** Start Material **

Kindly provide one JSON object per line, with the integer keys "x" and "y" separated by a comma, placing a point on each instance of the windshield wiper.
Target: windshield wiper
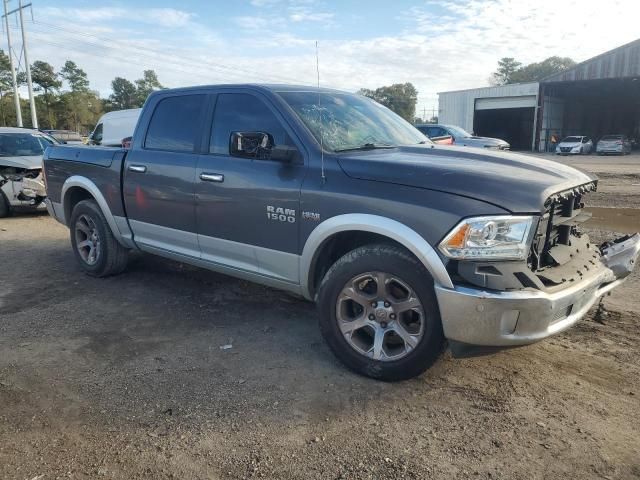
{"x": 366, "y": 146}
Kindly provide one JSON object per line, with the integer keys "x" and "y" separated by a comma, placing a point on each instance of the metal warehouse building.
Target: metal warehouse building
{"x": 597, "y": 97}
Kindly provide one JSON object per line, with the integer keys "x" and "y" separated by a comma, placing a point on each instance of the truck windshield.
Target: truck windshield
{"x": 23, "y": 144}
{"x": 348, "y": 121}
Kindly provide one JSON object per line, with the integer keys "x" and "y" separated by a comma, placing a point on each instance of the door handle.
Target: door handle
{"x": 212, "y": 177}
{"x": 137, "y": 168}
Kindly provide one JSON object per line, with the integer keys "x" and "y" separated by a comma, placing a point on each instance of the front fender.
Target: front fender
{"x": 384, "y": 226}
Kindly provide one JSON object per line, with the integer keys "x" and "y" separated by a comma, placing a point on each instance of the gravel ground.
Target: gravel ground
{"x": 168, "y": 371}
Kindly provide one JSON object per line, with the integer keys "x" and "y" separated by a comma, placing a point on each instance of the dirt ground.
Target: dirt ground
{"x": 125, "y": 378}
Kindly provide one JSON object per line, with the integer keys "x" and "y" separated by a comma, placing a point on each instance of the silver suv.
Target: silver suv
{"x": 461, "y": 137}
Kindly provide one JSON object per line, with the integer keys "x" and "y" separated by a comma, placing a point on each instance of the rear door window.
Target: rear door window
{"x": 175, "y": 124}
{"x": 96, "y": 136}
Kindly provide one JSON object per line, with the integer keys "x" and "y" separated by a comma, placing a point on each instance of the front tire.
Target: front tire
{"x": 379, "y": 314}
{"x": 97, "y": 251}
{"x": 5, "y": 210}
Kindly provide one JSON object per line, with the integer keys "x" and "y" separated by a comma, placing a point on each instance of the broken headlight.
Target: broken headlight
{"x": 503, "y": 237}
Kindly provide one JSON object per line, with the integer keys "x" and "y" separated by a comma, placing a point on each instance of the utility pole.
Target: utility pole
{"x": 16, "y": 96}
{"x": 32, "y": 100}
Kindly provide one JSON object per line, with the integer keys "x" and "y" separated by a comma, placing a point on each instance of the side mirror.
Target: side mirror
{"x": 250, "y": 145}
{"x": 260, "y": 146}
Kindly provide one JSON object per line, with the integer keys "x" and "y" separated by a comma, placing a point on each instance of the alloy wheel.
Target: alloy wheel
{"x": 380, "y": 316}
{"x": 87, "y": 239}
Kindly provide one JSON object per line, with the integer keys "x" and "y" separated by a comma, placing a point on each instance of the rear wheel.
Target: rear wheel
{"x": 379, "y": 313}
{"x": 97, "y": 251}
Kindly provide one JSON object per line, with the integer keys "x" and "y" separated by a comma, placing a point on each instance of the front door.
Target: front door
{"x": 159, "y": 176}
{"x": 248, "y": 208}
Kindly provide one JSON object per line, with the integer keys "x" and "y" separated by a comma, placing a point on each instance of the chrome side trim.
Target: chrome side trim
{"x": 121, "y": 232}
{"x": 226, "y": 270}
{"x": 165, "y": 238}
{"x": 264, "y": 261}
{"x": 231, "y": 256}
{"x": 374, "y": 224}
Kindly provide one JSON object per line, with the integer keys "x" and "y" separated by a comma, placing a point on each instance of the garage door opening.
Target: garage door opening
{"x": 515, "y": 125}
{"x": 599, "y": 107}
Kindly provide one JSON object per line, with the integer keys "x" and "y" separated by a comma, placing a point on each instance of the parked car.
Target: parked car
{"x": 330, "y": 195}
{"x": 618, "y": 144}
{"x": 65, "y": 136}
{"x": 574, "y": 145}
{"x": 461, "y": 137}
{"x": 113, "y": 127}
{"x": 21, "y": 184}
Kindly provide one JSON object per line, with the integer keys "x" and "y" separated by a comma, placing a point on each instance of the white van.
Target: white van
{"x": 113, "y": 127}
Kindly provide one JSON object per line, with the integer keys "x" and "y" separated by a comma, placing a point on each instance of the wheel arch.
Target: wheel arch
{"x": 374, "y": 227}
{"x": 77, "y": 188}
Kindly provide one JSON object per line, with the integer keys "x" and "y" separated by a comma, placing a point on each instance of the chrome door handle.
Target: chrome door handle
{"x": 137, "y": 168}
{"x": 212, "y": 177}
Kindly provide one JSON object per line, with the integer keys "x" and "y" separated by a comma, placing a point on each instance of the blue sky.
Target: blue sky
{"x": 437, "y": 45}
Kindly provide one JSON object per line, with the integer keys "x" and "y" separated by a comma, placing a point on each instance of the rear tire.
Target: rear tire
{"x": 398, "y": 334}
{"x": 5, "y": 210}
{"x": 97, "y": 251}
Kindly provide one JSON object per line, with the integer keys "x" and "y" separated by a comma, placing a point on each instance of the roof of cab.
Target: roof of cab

** End Material **

[Short task]: Print every entry exactly as written, without the pictures.

[Task response]:
Kindly provide one JSON object per line, with the integer keys "x" and "y" separated by a comma, placing a point on each instance of the windshield wiper.
Target: windshield wiper
{"x": 366, "y": 146}
Kindly provide one JSON object per line, with the integer keys "x" and "y" separated by a comma, placing a point on each instance of the metal warehouse building.
Target: metal warehouse building
{"x": 597, "y": 97}
Kindly provide one JSON object per line, with the integer keys "x" and "y" separated by a comma, placing a point on each instance of the truck windshield.
Target: truck windshield
{"x": 23, "y": 144}
{"x": 348, "y": 121}
Kindly provide one JSON object per line, with the integer keys "x" and "y" separated by a comma, placing a point on each instance of the door handle.
Target: door handle
{"x": 212, "y": 177}
{"x": 137, "y": 168}
Kindly provide one JSON object per line, with the integer keys "x" and "y" separated by a comma, placing a point on each instance of the front fender.
Target: front fender
{"x": 384, "y": 226}
Kindly provide one JSON object per line, with the integer keys "x" and "y" separated by a comma, placing a point on each instance of the gravel ground.
Target: gravel ground
{"x": 168, "y": 371}
Kindly provide one JSON object per line, with the integer keys "x" and "y" separated by a comma, placing a point on each instance of the dirt ground.
Target: dirt ground
{"x": 125, "y": 378}
Kindly provide one JSON object per line, with the integer keys "x" and "y" separated by a comma, placing a point on each instance of the silver suv.
Target: silver suv
{"x": 461, "y": 137}
Kindly provide one JSON object per line, with the integer keys "x" and "y" separated by a comma, placing a point on each instance of the rear door window.
Target: rear door window
{"x": 175, "y": 124}
{"x": 96, "y": 136}
Kindly provide one JSON object per line, with the integer keys "x" and "y" separated by a comma, placing a point on each instance of the front tire.
Target: front tire
{"x": 379, "y": 314}
{"x": 97, "y": 251}
{"x": 5, "y": 210}
Kindly provide one JSON object per line, with the integer keys "x" and "y" separated by a comma, placing a point on each instance of the broken headlight.
Target: broken headlight
{"x": 503, "y": 237}
Kindly provide one JSON object per line, with the integer keys "x" and "y" separated by a comma, placing a point on each instance of the utility pole.
Target: utility pole
{"x": 16, "y": 96}
{"x": 32, "y": 100}
Kindly provide one JSON object per line, with the integer keys "x" and "y" separated by a comma, placing a point on each instance of the side mirror.
Target: side mirror
{"x": 250, "y": 145}
{"x": 260, "y": 146}
Kindly provide one JSON object per line, with the integer keys "x" and "y" separated by a comma, placing a point on each instance of the alloy wheel.
Target: alloy wheel
{"x": 380, "y": 316}
{"x": 87, "y": 239}
Kindly provide one JSON object per line, with the integer keys "x" and "y" separated by a comma, placing a point on each instance of the rear wheel.
Target: rear wheel
{"x": 379, "y": 313}
{"x": 97, "y": 251}
Kindly provide one JSON object per line, with the integer keys "x" and "y" separated by a comma, placing a point on each instance of the front door.
Target: front door
{"x": 159, "y": 176}
{"x": 248, "y": 208}
Kindly provide one JSON object per line, with the integer keys "x" and "y" separated by a comma, placing a point on each instance of the chrome side trim.
Target: chrome side trim
{"x": 121, "y": 232}
{"x": 226, "y": 270}
{"x": 165, "y": 238}
{"x": 264, "y": 261}
{"x": 231, "y": 256}
{"x": 374, "y": 224}
Kindly provide one JSON object per line, with the integer keys "x" and "y" separated by a comma, placing a point on each instance of the garage door opening.
Target: garage door opening
{"x": 515, "y": 125}
{"x": 599, "y": 107}
Kindly provide one JSON object per line, with the integer keys "x" and "y" separated by a comma, placing a point on each instance of the parked car.
Target: parked car
{"x": 330, "y": 195}
{"x": 618, "y": 144}
{"x": 65, "y": 136}
{"x": 574, "y": 145}
{"x": 461, "y": 137}
{"x": 113, "y": 127}
{"x": 21, "y": 184}
Kindly provide one JSON object per line, with the integer keys "x" and "y" separated by a comma, placing a point on each instance of the white van.
Target: white van
{"x": 113, "y": 127}
Kindly provide one JSON object per line, with the integer keys "x" and "y" separated by a comma, placing a point on each instance of the wheel arch.
Target: wheel arch
{"x": 374, "y": 227}
{"x": 77, "y": 188}
Kindly provide one JSON object per line, with the integer keys "x" and "y" separated by a comma, placing a point on each instance of the chrome door handle.
Target: chrome door handle
{"x": 137, "y": 168}
{"x": 212, "y": 177}
Kindly provide one JSON object per line, with the integer keys "x" and "y" separated by a comma, placing a point on each instance of the blue sky.
Target: blue sky
{"x": 437, "y": 45}
Kindly provide one JSON object per line, with the integer keys "x" and "y" separated by a comma, placing a point on each instance of the rear tire.
Target: rear tire
{"x": 398, "y": 334}
{"x": 5, "y": 210}
{"x": 97, "y": 251}
Kindly provide one JSON object per line, with the integer keys "x" and "y" separated by a comma, placing a point on each instance of the roof of cab.
Target: roof of cab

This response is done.